What you will do. Write out the records that appear below, verbatim and complete, but without pictures.

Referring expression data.
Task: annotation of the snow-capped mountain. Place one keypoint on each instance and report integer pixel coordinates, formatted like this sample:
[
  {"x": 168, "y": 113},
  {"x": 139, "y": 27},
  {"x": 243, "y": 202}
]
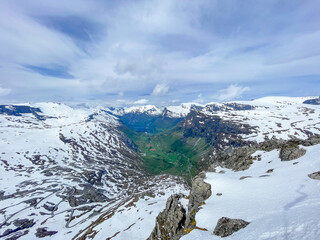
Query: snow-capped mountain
[{"x": 80, "y": 174}]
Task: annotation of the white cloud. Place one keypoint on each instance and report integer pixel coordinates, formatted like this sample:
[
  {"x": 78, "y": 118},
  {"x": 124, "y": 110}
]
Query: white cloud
[
  {"x": 232, "y": 92},
  {"x": 141, "y": 101},
  {"x": 160, "y": 89},
  {"x": 4, "y": 91}
]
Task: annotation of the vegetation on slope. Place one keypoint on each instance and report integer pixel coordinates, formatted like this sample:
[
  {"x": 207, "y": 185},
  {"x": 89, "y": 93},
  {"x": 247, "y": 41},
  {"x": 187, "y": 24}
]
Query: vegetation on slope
[{"x": 169, "y": 151}]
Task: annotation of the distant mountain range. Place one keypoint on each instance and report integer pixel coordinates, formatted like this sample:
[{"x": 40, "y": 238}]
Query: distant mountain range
[{"x": 106, "y": 173}]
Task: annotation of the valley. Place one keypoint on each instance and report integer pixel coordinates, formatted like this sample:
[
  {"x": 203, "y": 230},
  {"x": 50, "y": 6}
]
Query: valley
[{"x": 104, "y": 173}]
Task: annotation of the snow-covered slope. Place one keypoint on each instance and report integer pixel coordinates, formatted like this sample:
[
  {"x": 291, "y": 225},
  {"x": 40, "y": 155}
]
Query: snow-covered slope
[
  {"x": 273, "y": 117},
  {"x": 278, "y": 199},
  {"x": 62, "y": 170},
  {"x": 72, "y": 173}
]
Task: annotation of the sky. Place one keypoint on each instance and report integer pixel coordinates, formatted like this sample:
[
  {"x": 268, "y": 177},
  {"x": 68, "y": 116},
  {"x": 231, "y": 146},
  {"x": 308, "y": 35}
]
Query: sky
[{"x": 120, "y": 52}]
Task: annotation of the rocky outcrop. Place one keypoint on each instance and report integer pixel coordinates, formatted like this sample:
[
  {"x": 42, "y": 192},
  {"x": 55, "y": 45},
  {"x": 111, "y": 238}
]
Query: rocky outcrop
[
  {"x": 288, "y": 153},
  {"x": 227, "y": 226},
  {"x": 315, "y": 101},
  {"x": 174, "y": 221},
  {"x": 171, "y": 221},
  {"x": 200, "y": 191},
  {"x": 315, "y": 175}
]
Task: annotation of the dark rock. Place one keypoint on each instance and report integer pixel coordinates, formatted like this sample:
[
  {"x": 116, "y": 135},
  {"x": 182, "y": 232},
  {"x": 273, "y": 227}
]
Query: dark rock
[
  {"x": 170, "y": 222},
  {"x": 23, "y": 223},
  {"x": 227, "y": 226},
  {"x": 200, "y": 191},
  {"x": 315, "y": 175},
  {"x": 315, "y": 101},
  {"x": 89, "y": 194},
  {"x": 288, "y": 153},
  {"x": 43, "y": 232}
]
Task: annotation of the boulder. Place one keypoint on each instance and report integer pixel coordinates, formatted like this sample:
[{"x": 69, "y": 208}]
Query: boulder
[
  {"x": 170, "y": 222},
  {"x": 200, "y": 191},
  {"x": 227, "y": 226},
  {"x": 315, "y": 175},
  {"x": 288, "y": 153}
]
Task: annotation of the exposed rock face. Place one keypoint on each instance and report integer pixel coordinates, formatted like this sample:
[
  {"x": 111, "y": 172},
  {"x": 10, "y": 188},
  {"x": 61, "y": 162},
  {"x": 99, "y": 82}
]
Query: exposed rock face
[
  {"x": 227, "y": 226},
  {"x": 288, "y": 153},
  {"x": 315, "y": 101},
  {"x": 200, "y": 192},
  {"x": 171, "y": 221},
  {"x": 43, "y": 232},
  {"x": 315, "y": 175},
  {"x": 174, "y": 219}
]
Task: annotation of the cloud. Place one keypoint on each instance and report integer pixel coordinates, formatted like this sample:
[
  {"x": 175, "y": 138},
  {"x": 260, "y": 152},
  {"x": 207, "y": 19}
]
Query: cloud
[
  {"x": 4, "y": 91},
  {"x": 160, "y": 89},
  {"x": 232, "y": 92},
  {"x": 141, "y": 101},
  {"x": 102, "y": 48}
]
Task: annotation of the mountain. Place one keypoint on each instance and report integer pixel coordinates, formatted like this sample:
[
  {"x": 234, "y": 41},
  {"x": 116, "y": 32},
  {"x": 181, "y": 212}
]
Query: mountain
[{"x": 104, "y": 173}]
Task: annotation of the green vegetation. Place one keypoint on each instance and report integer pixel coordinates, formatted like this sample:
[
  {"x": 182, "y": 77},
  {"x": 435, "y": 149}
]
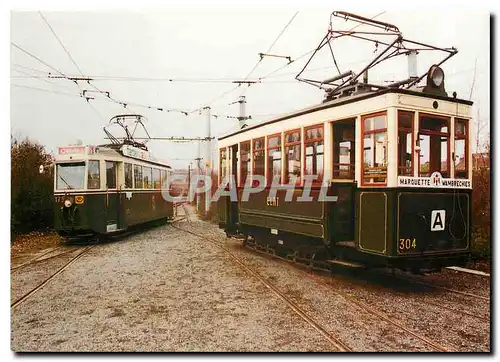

Final answer.
Task: annotation of the snow-capped mountain. Place one keypoint on each instance and report integer pixel coordinates, formatted like this sample:
[
  {"x": 168, "y": 113},
  {"x": 139, "y": 27},
  {"x": 243, "y": 202}
]
Query: snow-capped mountain
[{"x": 80, "y": 174}]
Task: annotation of the white cloud. Place one keypoint on each instance and report integer pixel coordinates, formatted like this sample:
[
  {"x": 78, "y": 118},
  {"x": 124, "y": 110}
]
Query: white cloud
[
  {"x": 232, "y": 92},
  {"x": 141, "y": 101},
  {"x": 160, "y": 89},
  {"x": 4, "y": 91}
]
Task: annotation of the vegetation on slope. Place one keypoint on each instance and report integer pixel coordinates, formatted like this sample:
[
  {"x": 207, "y": 185},
  {"x": 89, "y": 93},
  {"x": 247, "y": 41},
  {"x": 187, "y": 24}
]
Query: vegetation on slope
[{"x": 169, "y": 151}]
Task: annotation of the distant mountain range. Place one keypoint on each instance and report integer pixel coordinates, formatted like this sample:
[{"x": 40, "y": 238}]
Query: distant mountain range
[{"x": 106, "y": 173}]
Task: annotation of the valley. Place one keypoint on each instance and report integer pixel coordinates, formatted like this sample:
[
  {"x": 203, "y": 230},
  {"x": 50, "y": 6}
]
Query: valley
[{"x": 104, "y": 173}]
Task: annotation of the snow-covered slope. Place one keypoint on each instance and report integer pixel coordinates, formatted like this sample:
[
  {"x": 291, "y": 225},
  {"x": 40, "y": 155}
]
Query: snow-covered slope
[
  {"x": 273, "y": 117},
  {"x": 278, "y": 199},
  {"x": 62, "y": 170},
  {"x": 72, "y": 173}
]
Task: annotation of the sky. Place one keypoint on each instance and report integer pixel coordinates, formatted like this sample:
[
  {"x": 268, "y": 177},
  {"x": 68, "y": 116},
  {"x": 231, "y": 146},
  {"x": 308, "y": 35}
]
Query: sky
[{"x": 120, "y": 52}]
Task: annotation of the rocky outcrop. Place one keypoint on each instance and report integer pixel coordinates, formatted like this sample:
[
  {"x": 42, "y": 192},
  {"x": 55, "y": 45},
  {"x": 111, "y": 238}
]
Query: rocky outcrop
[
  {"x": 288, "y": 153},
  {"x": 227, "y": 226},
  {"x": 315, "y": 101},
  {"x": 174, "y": 221},
  {"x": 171, "y": 221},
  {"x": 200, "y": 191},
  {"x": 315, "y": 175}
]
Task: annotation of the dark rock. Place one keypoint on each instance and report integer pixel coordinates, formatted like this sample:
[
  {"x": 116, "y": 135},
  {"x": 182, "y": 232},
  {"x": 273, "y": 227}
]
Query: dark rock
[
  {"x": 170, "y": 222},
  {"x": 23, "y": 223},
  {"x": 227, "y": 226},
  {"x": 200, "y": 191},
  {"x": 315, "y": 175},
  {"x": 315, "y": 101},
  {"x": 89, "y": 194},
  {"x": 288, "y": 153},
  {"x": 43, "y": 232}
]
Task: annotation of the boulder. Place one keypoint on each instance and report integer pixel coordinates, formatted like this sample:
[{"x": 69, "y": 208}]
Query: boulder
[
  {"x": 170, "y": 222},
  {"x": 200, "y": 191},
  {"x": 227, "y": 226},
  {"x": 315, "y": 175},
  {"x": 288, "y": 153}
]
Task: annotation of the exposed rock face. Place one keypoint on each instance and report integer pixel coordinates, formatted like this sample:
[
  {"x": 111, "y": 172},
  {"x": 10, "y": 188},
  {"x": 61, "y": 162},
  {"x": 99, "y": 82}
]
Query: exposed rock face
[
  {"x": 227, "y": 226},
  {"x": 288, "y": 153},
  {"x": 315, "y": 101},
  {"x": 200, "y": 192},
  {"x": 171, "y": 221},
  {"x": 43, "y": 232},
  {"x": 315, "y": 175},
  {"x": 174, "y": 219}
]
Task: annotation of the cloud. Place one keypoint on each instance and report integer pixel coordinates, formatted like this sample:
[
  {"x": 175, "y": 138},
  {"x": 260, "y": 152},
  {"x": 207, "y": 19}
]
Query: cloud
[
  {"x": 4, "y": 91},
  {"x": 160, "y": 89},
  {"x": 232, "y": 92},
  {"x": 141, "y": 101},
  {"x": 102, "y": 48}
]
Task: annotation of the mountain. Place one keypoint on each instance and report integer pixel coordinates, formatted like this sample:
[
  {"x": 234, "y": 41},
  {"x": 116, "y": 32},
  {"x": 181, "y": 212}
]
Query: mountain
[{"x": 104, "y": 173}]
Task: annotation of the green vegetation. Place one keypoint on each instance and report integer pixel coordinates, formatted like this sample:
[
  {"x": 182, "y": 77},
  {"x": 435, "y": 149}
]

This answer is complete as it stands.